Our benchmarking dataset is available for download on Hugging Face.
Exploring astronomy LLMs provides an unprecedented opportunity to quantify capabilities that were previously difficult to assess. The progress of astronomy requires a myriad of logical skills. These skills often combine elements of factual retrieval, competitive mathematics derivation, and common sense AI, making it challenging to assess LLM performance in this domain.
Addressing the Gap in Scientific Reasoning Datasets
Until recently, there was a void in question and answering datasets specifically tailored to scientific reasoning in astronomy. To address this gap, we have focused on establishing the standard for astronomical Q&A in this non-trivial and largely unexplored field.
Our Benchmarking Dataset
In collaboration with Argonne National Laboratory, we have developed a comprehensive astronomical benchmarking dataset, designed to evaluate LLM performance in astronomical research contexts. This dataset comprises both Q&A and Multiple Choice Question (MCQ) components. Key features include:
- Source: 885 articles from the Annual Review of Astronomy and Astrophysics (ARAA), 1963-2023
- Quality Control:
- Questions are specific to article content but general enough for independent use
- Answers are general, not pointing to specific sections
- Answer options are balanced in length
- Explanation and Citation: Each question includes an explanation and supporting paragraphs from the review
- Human Validation: Experts reviewed a subset of questions to ensure adequacy
This dataset is designed to:
- Evaluate LLM performance in astronomical research contexts
- Test astronomical facts and community consensus
- Assess models’ abilities to link insights across diverse subfields
- Gauge understanding of the interdisciplinary nature of astronomical research
Example Questions
Here are some examples from our dataset:
Topic: Quasar Number Density
Question: What is the primary reason for the decline in the number density of luminous quasars at redshifts greater than 5?

■ WHAT IS REQUIRED: Continue the page on the astronomy benchmarking dataset from its last line, the question about luminous quasars.

■ DATA PROVIDED:
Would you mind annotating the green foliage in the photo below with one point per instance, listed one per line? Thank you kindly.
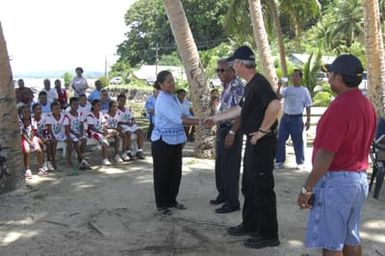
(148, 27)
(310, 70)
(67, 79)
(323, 97)
(104, 81)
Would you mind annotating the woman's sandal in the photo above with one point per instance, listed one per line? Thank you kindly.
(28, 174)
(42, 172)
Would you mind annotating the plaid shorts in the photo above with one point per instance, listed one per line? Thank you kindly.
(334, 220)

■ ANSWER BELOW:
A) A decrease in the overall star formation rate, leading to fewer potential host galaxies for quasars.
B) An increase in the neutral hydrogen fraction in the intergalactic medium, which obscures the quasars' light.
C) A decrease in the number of massive black hole seeds that can form and grow into supermassive black holes.
D) An increase in the average metallicity of the Universe, leading to a decrease in the efficiency of black hole accretion.
Correct Answer: C
Topic: Cosmological Simulations
Question: What is the primary goal of calibrating subgrid feedback models in cosmological simulations?
A) To ensure that simulations accurately reproduce the observed properties of the interstellar medium.
B) To create a diverse range of galaxy morphologies in the simulations.
C) To achieve convergence in simulation results across different resolutions and box sizes.
D) To steer simulations towards producing a broadly realistic galaxy population that is consistent with key observational constraints.
Correct Answer: D
Topic: Circumgalactic Medium
Question: The properties of the circumgalactic medium (CGM) primarily depend on the competition between:
A) Star formation rate and supernova feedback.
B) Gas cooling and stellar winds.
C) Gravity-driven infall and gas cooling.
D) Magnetic fields and thermal conduction.
Correct Answer: C
These examples demonstrate the depth and breadth of astronomical knowledge covered in our benchmarking dataset.